Items listed in a dataset
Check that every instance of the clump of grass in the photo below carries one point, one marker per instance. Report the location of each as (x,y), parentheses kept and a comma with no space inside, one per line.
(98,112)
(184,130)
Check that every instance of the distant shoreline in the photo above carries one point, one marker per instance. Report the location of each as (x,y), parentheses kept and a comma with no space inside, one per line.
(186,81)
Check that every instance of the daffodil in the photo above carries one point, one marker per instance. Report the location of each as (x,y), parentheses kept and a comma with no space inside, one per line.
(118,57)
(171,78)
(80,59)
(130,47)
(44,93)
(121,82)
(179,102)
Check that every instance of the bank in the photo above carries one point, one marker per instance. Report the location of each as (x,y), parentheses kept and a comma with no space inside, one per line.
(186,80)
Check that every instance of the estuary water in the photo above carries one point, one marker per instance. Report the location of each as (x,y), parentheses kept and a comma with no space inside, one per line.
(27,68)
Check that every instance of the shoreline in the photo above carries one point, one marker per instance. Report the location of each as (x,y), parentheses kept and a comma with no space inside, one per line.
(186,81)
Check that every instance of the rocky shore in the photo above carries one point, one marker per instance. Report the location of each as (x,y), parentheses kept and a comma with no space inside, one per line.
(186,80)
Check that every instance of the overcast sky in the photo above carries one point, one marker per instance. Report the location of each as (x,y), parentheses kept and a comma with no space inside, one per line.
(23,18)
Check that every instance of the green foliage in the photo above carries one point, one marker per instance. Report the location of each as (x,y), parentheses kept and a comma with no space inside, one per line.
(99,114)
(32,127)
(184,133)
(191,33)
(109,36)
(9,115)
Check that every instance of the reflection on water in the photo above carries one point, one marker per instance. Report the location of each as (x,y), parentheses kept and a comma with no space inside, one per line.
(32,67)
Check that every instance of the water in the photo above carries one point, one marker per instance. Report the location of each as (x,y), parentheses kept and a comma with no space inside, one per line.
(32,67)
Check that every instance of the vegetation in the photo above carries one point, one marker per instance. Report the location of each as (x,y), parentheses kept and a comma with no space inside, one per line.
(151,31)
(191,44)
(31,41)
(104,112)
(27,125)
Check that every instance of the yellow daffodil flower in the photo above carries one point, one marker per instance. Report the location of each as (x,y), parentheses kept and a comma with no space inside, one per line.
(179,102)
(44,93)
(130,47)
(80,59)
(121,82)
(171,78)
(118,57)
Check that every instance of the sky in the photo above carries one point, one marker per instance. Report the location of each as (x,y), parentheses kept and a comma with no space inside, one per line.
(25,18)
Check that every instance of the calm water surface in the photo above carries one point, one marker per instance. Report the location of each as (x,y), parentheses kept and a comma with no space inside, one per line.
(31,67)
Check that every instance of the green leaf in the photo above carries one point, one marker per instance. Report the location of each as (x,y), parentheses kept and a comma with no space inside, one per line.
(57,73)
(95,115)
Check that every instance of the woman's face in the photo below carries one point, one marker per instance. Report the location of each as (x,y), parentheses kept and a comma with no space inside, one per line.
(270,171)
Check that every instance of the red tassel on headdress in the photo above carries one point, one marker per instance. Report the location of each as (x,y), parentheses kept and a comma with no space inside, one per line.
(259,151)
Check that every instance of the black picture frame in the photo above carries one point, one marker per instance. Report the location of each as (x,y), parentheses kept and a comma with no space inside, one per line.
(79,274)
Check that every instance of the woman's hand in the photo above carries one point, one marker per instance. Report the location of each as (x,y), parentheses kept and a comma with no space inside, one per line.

> [Instructions to follow]
With the line containing "Check that every instance of the sky" as the first and the final line of the entries above as the last, write out that span exactly and nothing more.

> [Result of the task]
Check that every instance of the sky in the photo above carries one point, one marker per instance. Report the location of each as (x,y), parentheses kept and a comma with no space inside, one per line.
(25,18)
Check that every instance of the calm water surface in the photo above carries one point, one marker per instance. Report the location of each as (x,y), parentheses kept and a comma with no space inside, one per line.
(31,67)
Check that every instance of the green leaf in the photo above carries one point, one marker per instance. Report the location of each as (x,y), parentheses kept and a comma with no space inside, one per line.
(57,73)
(95,115)
Check that every instance of the woman's face in the photo below carries one point, one marker per instance. Report the location of each as (x,y), parentheses kept and a comma with no space inside, one per line.
(270,171)
Check that every instance of the red tassel on headdress in the photo above carries one point, one marker per instance. Report the location of each as (x,y), parentheses kept and a comma with no space inside, one per line.
(259,151)
Check that every instance of the black picture frame in the photo above carries one point, one marker per instance. Report the location of each as (x,y), parentheses kept and a comma with no space inside, one per line.
(79,274)
Check that every instance of the woman's hand in the photo above carries one point, one marker per instance. Report the location of each as (x,y), parentheses kept and a comma with no space inside, one per line.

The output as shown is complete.